Reproduce the passage on cooling the port and routing power from "A third group" to "on electric trucks.", word for word.

++++ Page text ++++

Cooling the port and routing the power

A third group covers the flow of energy and heat at the pack's edges. US12581624B2 claims a charging system with power converters directly coupled to a liquid-cooled cold plate, with the cold plate extracting heat from the vehicle power-input port so charging current need not be limited — a claim aimed squarely at sustaining fast-charge rates, where thermal limits at the port are a real constraint. US12576744B2 claims a power-allocation method that adjusts charging of one device based on the operation of another device powered by the vehicle — coverage over using the traction pack as a power source for external loads, the vehicle-to-load capability that has become a selling point on electric trucks.

++++ Entries provided ++++

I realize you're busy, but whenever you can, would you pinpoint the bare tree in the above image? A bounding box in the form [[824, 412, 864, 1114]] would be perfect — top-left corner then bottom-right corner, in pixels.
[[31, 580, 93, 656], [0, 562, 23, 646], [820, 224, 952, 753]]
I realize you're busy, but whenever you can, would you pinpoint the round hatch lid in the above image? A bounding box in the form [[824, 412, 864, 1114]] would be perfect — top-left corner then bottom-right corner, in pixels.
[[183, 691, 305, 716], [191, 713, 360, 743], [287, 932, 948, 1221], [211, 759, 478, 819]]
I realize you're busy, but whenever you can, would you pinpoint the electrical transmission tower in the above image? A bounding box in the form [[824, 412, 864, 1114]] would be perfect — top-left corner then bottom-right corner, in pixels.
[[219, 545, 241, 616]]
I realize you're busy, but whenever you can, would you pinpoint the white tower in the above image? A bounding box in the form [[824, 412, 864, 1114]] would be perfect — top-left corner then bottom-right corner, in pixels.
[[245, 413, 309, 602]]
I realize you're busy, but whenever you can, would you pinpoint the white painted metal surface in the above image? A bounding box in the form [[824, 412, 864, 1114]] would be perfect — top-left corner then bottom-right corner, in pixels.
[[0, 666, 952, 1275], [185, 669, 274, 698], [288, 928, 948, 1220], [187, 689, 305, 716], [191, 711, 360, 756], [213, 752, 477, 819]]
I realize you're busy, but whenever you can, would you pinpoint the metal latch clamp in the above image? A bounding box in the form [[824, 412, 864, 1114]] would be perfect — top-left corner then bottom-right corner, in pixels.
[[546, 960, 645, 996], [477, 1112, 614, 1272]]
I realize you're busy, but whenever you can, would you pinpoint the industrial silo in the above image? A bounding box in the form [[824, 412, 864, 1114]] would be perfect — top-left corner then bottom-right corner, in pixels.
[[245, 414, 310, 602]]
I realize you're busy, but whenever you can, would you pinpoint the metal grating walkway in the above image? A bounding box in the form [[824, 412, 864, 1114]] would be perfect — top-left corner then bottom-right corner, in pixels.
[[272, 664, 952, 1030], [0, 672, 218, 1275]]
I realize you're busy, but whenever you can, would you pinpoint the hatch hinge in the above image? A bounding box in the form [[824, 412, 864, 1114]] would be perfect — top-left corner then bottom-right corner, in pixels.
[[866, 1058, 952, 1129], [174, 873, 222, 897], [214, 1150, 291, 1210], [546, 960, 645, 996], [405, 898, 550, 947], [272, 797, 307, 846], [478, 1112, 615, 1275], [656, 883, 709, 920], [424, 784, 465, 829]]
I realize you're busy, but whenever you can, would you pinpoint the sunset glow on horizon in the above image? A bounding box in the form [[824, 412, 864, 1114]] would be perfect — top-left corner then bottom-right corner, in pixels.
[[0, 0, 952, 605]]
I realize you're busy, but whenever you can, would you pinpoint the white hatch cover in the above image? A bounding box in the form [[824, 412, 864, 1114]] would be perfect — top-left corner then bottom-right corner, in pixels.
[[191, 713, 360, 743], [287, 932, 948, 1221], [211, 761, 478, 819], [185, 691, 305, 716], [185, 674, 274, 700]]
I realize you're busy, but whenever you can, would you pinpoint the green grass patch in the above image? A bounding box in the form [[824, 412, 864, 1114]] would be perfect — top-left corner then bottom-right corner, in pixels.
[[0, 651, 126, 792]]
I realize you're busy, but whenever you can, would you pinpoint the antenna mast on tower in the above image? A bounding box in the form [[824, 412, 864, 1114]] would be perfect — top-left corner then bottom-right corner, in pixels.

++++

§ **Solution to this task**
A third group covers the flow of energy and heat at the pack's edges. US12581624B2 claims a charging system with power converters directly coupled to a liquid-cooled cold plate, with the cold plate extracting heat from the vehicle power-input port so charging current need not be limited — a claim aimed squarely at sustaining fast-charge rates, where thermal limits at the port are a real constraint. US12576744B2 claims a power-allocation method that adjusts charging of one device based on the operation of another device powered by the vehicle — coverage over using the traction pack as a power source for external loads, the vehicle-to-load capability that has become a selling point on electric trucks.